DATA PROVIDED START

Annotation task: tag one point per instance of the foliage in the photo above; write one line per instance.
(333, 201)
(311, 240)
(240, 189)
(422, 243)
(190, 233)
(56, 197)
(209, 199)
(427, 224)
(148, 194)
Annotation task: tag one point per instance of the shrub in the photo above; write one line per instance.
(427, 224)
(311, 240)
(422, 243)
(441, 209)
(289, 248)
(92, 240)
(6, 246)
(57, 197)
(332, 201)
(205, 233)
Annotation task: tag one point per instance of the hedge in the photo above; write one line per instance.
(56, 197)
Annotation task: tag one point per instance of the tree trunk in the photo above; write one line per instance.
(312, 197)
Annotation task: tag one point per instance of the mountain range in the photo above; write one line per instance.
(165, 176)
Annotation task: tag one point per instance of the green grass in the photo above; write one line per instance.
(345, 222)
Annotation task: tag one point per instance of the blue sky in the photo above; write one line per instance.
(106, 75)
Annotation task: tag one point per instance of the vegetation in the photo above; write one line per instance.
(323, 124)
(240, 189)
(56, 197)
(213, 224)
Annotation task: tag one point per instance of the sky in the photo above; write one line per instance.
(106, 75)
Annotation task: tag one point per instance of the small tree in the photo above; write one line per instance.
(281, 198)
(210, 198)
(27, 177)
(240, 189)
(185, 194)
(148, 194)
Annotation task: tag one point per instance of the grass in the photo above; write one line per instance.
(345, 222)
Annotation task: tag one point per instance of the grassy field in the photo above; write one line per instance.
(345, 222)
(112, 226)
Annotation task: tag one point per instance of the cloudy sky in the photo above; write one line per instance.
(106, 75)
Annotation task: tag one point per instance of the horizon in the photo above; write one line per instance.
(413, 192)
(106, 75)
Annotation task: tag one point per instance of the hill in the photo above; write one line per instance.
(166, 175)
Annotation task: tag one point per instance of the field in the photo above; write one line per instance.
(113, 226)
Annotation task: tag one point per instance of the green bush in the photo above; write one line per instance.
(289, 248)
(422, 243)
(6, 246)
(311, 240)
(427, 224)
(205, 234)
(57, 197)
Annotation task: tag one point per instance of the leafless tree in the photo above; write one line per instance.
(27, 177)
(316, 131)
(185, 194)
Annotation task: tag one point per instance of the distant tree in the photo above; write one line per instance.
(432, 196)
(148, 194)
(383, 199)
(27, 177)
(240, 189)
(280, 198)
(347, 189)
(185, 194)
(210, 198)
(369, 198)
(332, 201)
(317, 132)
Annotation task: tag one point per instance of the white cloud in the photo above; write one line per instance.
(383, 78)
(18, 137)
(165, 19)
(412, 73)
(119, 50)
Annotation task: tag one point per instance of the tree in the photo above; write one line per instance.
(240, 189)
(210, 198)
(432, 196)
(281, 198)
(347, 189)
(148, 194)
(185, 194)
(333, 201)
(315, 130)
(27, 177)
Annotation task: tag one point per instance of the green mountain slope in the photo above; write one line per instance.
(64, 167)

DATA PROVIDED END

HOW TO COMPLETE THIS TASK — Each record above must be given again exactly.

ANSWER BOX —
Annotation task: tag one point per instance of the foliage in the photo above; write one line per instance.
(333, 201)
(311, 240)
(240, 189)
(422, 243)
(190, 233)
(56, 197)
(209, 199)
(427, 224)
(148, 194)
Annotation task: tag one point per instance of the shrub in the photo above; write one line per instance.
(427, 224)
(311, 240)
(422, 243)
(441, 209)
(289, 248)
(92, 240)
(6, 246)
(57, 197)
(332, 201)
(205, 233)
Annotation task: tag one point per instance of the hedge in the photo above; write one line per instance.
(56, 197)
Annotation task: tag one point per instance of the tree trunk in the photo above; write one line per instance.
(312, 197)
Annotation task: tag one point per instance of the mountain range in the photo above; write one line per instance.
(165, 176)
Annotation task: tag one point per instance of the green grass in the photo above; write one line per instance.
(345, 222)
Annotation task: tag one point per instance of the blue sky in the photo above; write one line per instance.
(106, 75)
Annotation task: tag one point per instance of the vegetation in the photo above; write one line per instance.
(323, 124)
(240, 189)
(56, 197)
(213, 224)
Annotation task: tag one point per instance of the sky in the photo above; write one line per instance.
(106, 75)
Annotation task: tag one point per instance of the small tree in the photo above; write one line per instance.
(281, 198)
(210, 198)
(27, 177)
(240, 189)
(185, 194)
(148, 194)
Annotation task: tag one point per instance of the grass in the photo above; write one line per instance.
(345, 222)
Annotation task: tag one point per instance of the grassy field in the photo above; write one line per instance.
(345, 222)
(112, 226)
Annotation task: tag one point per instance of the cloudy sky in the photo above; write one line per instance.
(106, 75)
Annotation task: tag one point per instance of the horizon in the photo above; write one line per instance.
(413, 192)
(106, 75)
Annotation task: tag one point per instance of the hill in the photo above; write one line per instance.
(166, 175)
Annotation task: tag one point per instance of the field in the photo above; write one line per instance.
(113, 226)
Annotation task: tag one point per instance of the green bush in the photo above; write one line per instance.
(289, 248)
(422, 243)
(6, 246)
(311, 240)
(427, 224)
(205, 234)
(57, 197)
Annotation task: tag one point per instance of the leafless tree in the photo above; write one line per instance.
(27, 177)
(316, 131)
(185, 194)
Annotation task: tag one point per instance of the distant tree in the photo above; write one line per instance.
(432, 196)
(148, 194)
(383, 199)
(27, 177)
(240, 189)
(280, 198)
(347, 189)
(185, 194)
(210, 198)
(369, 198)
(332, 201)
(317, 132)
Annotation task: tag one point per instance of the white cloud in the photo above; write one line per instance.
(383, 78)
(18, 137)
(165, 19)
(412, 73)
(119, 50)
Annotation task: tag one point per instance of the tree in the photo above; write one line per instance.
(240, 189)
(210, 198)
(432, 196)
(281, 198)
(347, 189)
(148, 194)
(185, 194)
(333, 201)
(315, 130)
(27, 177)
Annotation task: tag one point per instance of the green mountain slope in the photo above; write one line per instance.
(64, 167)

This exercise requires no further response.